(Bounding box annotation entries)
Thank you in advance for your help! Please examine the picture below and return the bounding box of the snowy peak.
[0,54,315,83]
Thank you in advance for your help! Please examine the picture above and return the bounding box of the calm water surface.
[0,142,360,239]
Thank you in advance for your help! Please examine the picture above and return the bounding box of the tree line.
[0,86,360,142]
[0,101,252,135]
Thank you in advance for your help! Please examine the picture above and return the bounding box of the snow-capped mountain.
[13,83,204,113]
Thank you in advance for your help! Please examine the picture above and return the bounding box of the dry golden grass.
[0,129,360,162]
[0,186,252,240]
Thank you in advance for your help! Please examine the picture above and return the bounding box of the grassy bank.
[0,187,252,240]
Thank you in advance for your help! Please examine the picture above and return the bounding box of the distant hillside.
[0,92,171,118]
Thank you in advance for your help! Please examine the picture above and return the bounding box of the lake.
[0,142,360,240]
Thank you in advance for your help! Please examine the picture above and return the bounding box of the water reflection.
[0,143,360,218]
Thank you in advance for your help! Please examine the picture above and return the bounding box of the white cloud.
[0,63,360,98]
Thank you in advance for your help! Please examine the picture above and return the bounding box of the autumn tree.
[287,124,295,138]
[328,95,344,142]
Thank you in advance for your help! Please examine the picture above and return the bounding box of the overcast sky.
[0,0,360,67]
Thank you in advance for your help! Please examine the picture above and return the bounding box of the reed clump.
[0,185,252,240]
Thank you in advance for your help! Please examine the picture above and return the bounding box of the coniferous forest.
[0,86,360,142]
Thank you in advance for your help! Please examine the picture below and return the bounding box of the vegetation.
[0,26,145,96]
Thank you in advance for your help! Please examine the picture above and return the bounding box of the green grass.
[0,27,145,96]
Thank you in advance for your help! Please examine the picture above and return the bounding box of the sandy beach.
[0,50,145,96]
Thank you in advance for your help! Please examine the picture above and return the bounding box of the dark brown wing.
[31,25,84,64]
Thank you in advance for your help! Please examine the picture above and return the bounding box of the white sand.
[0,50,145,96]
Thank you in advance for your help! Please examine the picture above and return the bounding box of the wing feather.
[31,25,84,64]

== INSTRUCTIONS FOR THE TASK ==
Swap "bounding box" for "enclosing rectangle" everywhere from the first item down to the line containing "[0,26,145,96]", and reproduce only those lines, otherwise unchanged.

== EXPECTED ANSWER ==
Thank you in advance for your help! Please examine the picture below and return the enclosing rectangle of the snowy peak.
[0,54,315,83]
Thank you in advance for your help! Please examine the picture above and return the enclosing rectangle of the calm water surface.
[0,142,360,239]
Thank you in advance for your help! Please examine the picture above and return the enclosing rectangle of the tree line.
[0,86,360,142]
[0,101,252,135]
Thank you in advance for your help! Please examine the picture above and return the enclosing rectangle of the snow-capped mountain.
[13,83,204,113]
Thank you in advance for your help! Please examine the picture above and return the enclosing rectangle of the dry golden grass.
[0,129,360,162]
[0,186,252,240]
Thank you in advance for your help! Please examine the picture above and return the enclosing rectangle of the grassy bank.
[0,187,252,240]
Thank you in advance for your help! Please examine the picture above and return the enclosing rectangle of the distant hillside.
[0,92,171,118]
Thank you in advance for your help! Please examine the picture above and return the enclosing rectangle of the lake.
[0,142,360,240]
Thank you in advance for your help! Please examine the picture above and return the enclosing rectangle of the water reflection.
[0,143,360,218]
Thank you in advance for your help! Please examine the picture above and return the enclosing rectangle of the white cloud.
[0,63,360,98]
Thank you in advance for your help! Please examine the picture above and return the enclosing rectangle of the autumn tree.
[287,124,295,138]
[328,95,344,142]
Thank you in advance for your help! Please examine the picture above and return the enclosing rectangle of the overcast sky.
[0,0,360,67]
Thank you in advance for your help! Please examine the picture above and return the enclosing rectangle of the reed clump.
[0,185,252,240]
Thank you in advance for your help! Please examine the picture above and return the enclosing rectangle of the coniferous forest.
[0,86,360,142]
Thank you in advance for your help! Please examine the picture below and return the enclosing rectangle of the vegetation.
[0,26,145,96]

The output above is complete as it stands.